**INFORMATION SHOWN**
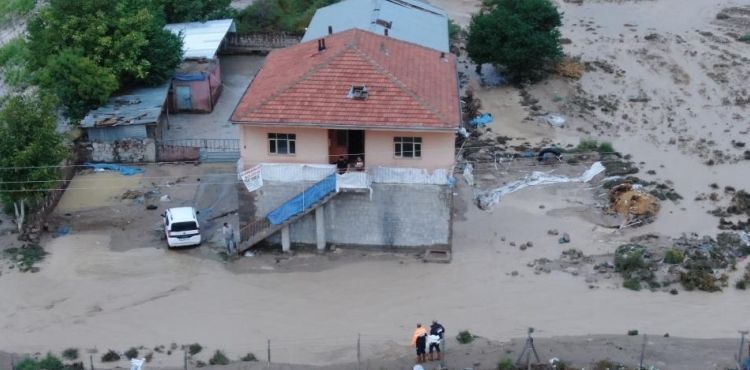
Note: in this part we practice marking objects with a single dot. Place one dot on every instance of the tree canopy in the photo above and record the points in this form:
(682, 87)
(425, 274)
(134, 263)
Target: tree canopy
(177, 11)
(98, 42)
(30, 149)
(520, 36)
(290, 16)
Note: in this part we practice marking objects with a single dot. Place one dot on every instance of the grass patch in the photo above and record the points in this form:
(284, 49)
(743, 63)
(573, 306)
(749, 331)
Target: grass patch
(131, 353)
(465, 337)
(674, 257)
(249, 357)
(219, 358)
(26, 256)
(110, 356)
(70, 354)
(506, 364)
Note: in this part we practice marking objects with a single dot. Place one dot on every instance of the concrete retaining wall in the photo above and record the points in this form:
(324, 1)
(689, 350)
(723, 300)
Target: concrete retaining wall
(123, 151)
(398, 215)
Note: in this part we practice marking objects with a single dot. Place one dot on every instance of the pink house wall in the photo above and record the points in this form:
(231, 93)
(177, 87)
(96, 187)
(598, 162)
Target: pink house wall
(312, 147)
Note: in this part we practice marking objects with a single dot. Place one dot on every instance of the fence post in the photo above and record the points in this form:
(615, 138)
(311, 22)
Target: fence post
(359, 352)
(269, 353)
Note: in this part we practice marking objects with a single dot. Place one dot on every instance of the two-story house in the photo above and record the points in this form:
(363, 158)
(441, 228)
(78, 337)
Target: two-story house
(359, 128)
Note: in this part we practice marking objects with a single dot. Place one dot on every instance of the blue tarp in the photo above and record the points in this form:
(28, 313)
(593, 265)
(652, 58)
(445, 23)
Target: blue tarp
(124, 170)
(481, 120)
(302, 201)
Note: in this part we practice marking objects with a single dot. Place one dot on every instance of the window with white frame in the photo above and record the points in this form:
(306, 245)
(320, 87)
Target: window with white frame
(282, 143)
(407, 147)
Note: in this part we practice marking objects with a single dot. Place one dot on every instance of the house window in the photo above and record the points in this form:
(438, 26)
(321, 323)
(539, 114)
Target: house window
(407, 147)
(282, 143)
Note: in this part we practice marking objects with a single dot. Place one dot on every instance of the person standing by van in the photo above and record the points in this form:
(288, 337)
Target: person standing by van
(228, 233)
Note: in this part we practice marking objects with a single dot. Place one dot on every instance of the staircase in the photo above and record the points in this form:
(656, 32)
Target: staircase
(303, 203)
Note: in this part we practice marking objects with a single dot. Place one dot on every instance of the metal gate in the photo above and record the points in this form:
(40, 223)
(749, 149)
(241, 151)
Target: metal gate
(193, 150)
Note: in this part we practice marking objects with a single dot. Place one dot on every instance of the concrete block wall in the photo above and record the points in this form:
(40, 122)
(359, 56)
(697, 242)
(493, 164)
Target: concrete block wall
(398, 215)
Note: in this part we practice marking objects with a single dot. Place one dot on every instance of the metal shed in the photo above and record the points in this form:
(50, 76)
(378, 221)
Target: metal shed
(135, 115)
(407, 20)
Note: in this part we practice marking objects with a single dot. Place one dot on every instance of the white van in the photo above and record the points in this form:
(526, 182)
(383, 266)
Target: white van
(181, 227)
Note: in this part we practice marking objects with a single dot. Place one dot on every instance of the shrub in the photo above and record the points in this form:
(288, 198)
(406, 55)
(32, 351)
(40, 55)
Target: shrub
(522, 37)
(194, 348)
(632, 284)
(70, 353)
(110, 356)
(219, 358)
(249, 357)
(131, 353)
(506, 364)
(465, 337)
(674, 257)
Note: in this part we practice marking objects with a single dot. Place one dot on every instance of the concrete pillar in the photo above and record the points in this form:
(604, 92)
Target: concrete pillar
(320, 228)
(286, 244)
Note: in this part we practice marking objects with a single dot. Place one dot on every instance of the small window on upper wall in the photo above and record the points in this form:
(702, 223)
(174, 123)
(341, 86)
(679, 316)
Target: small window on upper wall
(282, 143)
(407, 147)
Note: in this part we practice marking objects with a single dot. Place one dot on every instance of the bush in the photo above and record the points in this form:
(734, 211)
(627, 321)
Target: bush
(674, 257)
(110, 356)
(70, 354)
(249, 357)
(506, 364)
(522, 37)
(131, 353)
(465, 337)
(632, 284)
(194, 348)
(219, 358)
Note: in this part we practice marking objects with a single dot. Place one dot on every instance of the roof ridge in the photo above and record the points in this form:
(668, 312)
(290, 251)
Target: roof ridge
(405, 88)
(303, 77)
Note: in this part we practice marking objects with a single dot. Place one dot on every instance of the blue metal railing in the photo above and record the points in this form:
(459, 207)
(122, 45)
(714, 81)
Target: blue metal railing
(303, 201)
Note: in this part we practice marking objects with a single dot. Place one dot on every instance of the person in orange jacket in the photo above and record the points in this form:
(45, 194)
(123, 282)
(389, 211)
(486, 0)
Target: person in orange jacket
(419, 340)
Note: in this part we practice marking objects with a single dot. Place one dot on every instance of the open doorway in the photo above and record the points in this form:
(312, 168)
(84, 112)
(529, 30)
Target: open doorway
(349, 144)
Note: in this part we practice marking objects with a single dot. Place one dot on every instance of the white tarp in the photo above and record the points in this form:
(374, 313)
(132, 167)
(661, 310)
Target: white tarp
(487, 199)
(252, 178)
(296, 172)
(398, 175)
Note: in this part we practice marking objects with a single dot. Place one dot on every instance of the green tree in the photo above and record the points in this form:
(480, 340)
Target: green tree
(177, 11)
(30, 152)
(124, 38)
(520, 36)
(279, 15)
(77, 80)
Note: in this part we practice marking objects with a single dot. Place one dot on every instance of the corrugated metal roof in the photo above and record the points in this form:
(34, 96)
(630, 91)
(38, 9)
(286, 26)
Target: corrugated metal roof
(202, 39)
(140, 107)
(409, 20)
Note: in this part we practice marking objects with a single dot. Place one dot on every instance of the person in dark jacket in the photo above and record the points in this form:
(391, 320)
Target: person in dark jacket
(436, 330)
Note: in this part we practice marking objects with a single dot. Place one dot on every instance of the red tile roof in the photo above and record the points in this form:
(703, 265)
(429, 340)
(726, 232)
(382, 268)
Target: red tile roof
(409, 86)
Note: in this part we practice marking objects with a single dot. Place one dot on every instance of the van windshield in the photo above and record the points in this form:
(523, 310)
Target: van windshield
(184, 226)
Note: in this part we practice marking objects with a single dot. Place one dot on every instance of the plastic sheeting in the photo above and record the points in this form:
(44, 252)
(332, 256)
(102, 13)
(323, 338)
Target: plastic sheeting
(124, 170)
(296, 172)
(486, 200)
(303, 201)
(481, 120)
(397, 175)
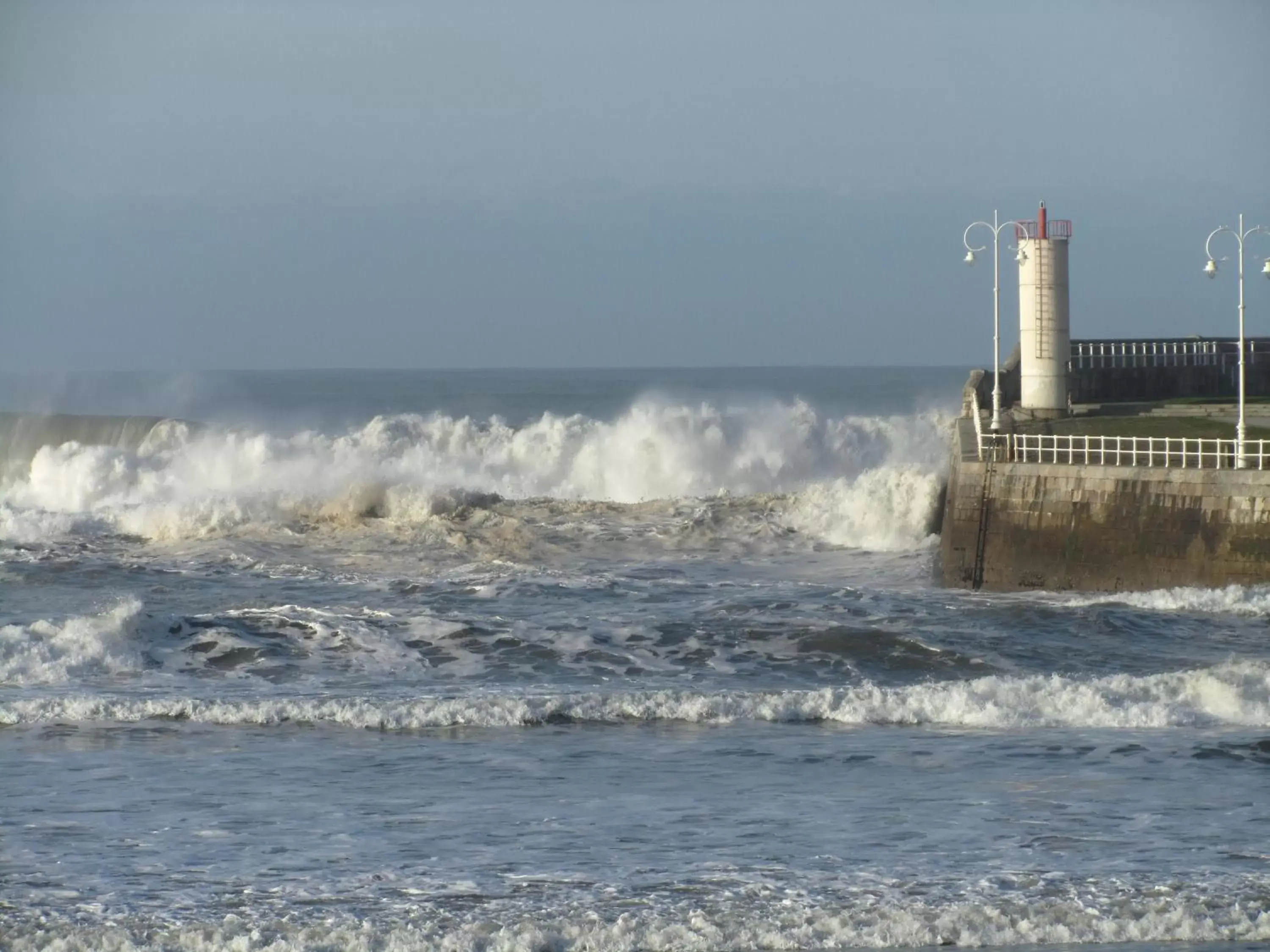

**WHAT IS BEING ASKED**
Show every line from the rows above that contains the word "doorway", matching case exactly.

**PROBLEM SOLUTION**
Note: in this part we practice marking objects with a single dot. Place one dot on every instance of the open doorway in the photo above and record the points in this form:
Target: open doorway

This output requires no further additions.